Dataset rows
****************

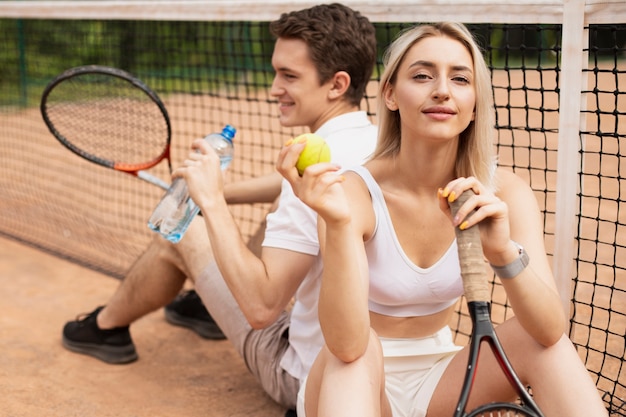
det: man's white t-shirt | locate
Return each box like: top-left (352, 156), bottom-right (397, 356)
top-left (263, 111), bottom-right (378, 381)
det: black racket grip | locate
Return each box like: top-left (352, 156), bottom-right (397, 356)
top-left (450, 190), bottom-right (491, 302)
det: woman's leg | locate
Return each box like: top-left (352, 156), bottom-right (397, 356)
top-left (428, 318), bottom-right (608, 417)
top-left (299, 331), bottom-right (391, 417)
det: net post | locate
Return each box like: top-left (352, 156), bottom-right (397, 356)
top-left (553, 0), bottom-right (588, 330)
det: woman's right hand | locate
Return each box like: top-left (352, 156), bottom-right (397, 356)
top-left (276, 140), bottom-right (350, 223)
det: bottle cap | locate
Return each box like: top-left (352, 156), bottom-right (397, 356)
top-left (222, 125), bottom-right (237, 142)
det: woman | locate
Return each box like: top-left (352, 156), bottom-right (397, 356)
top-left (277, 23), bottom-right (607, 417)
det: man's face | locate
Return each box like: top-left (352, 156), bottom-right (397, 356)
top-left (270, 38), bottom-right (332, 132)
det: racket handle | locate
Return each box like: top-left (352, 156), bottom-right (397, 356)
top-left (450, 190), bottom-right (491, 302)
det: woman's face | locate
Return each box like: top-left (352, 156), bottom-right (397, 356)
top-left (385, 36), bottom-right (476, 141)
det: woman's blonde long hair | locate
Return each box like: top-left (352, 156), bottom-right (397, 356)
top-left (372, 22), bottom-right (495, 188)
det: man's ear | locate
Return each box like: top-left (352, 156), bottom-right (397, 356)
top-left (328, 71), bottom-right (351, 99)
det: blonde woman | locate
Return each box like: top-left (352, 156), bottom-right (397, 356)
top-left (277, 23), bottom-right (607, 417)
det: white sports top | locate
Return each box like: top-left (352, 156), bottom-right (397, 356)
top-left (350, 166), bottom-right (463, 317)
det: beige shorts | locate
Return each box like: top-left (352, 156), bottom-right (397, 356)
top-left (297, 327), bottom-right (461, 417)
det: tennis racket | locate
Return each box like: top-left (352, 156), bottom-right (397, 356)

****************

Exercise details | Copy all of the rows above word for word, leaving out the pictures.

Reply |
det: man's white t-shirt | locate
Return each box like: top-left (352, 156), bottom-right (397, 356)
top-left (263, 111), bottom-right (378, 381)
det: black racket grip | locate
Return each box like: top-left (352, 156), bottom-right (397, 356)
top-left (450, 190), bottom-right (491, 302)
det: woman's leg | locate
Return each box like: top-left (352, 156), bottom-right (397, 356)
top-left (428, 318), bottom-right (608, 417)
top-left (299, 331), bottom-right (391, 417)
det: net post | locate
Return each box like: top-left (352, 156), bottom-right (397, 356)
top-left (553, 0), bottom-right (588, 330)
det: woman's right hand | locate
Return each box like: top-left (352, 156), bottom-right (397, 356)
top-left (276, 140), bottom-right (350, 223)
det: bottle cap | locate
Return each box like: top-left (352, 156), bottom-right (397, 356)
top-left (222, 125), bottom-right (237, 142)
det: woman | locate
Return each box like: top-left (352, 156), bottom-right (397, 356)
top-left (277, 23), bottom-right (607, 417)
det: man's face | locate
Return each box like: top-left (352, 156), bottom-right (397, 356)
top-left (270, 38), bottom-right (332, 132)
det: racket handle | locate
Return each box like: top-left (352, 156), bottom-right (397, 356)
top-left (450, 190), bottom-right (491, 302)
det: woman's face | locate
Return each box like: top-left (352, 156), bottom-right (397, 356)
top-left (385, 36), bottom-right (476, 141)
det: woman's blonde long hair | locate
Return each box like: top-left (352, 156), bottom-right (397, 356)
top-left (372, 22), bottom-right (495, 188)
det: man's ear | locate
Return each box like: top-left (352, 156), bottom-right (397, 356)
top-left (328, 71), bottom-right (351, 99)
det: blonde woman | locate
Return each box like: top-left (352, 156), bottom-right (397, 356)
top-left (277, 23), bottom-right (607, 417)
det: white sports top | locate
Return each box like: top-left (352, 156), bottom-right (397, 356)
top-left (350, 166), bottom-right (463, 317)
det: beige shorts | locate
Return each box like: top-left (352, 156), bottom-right (397, 356)
top-left (297, 327), bottom-right (461, 417)
det: tennis racket | locate
Return each box like: top-left (352, 156), bottom-right (397, 356)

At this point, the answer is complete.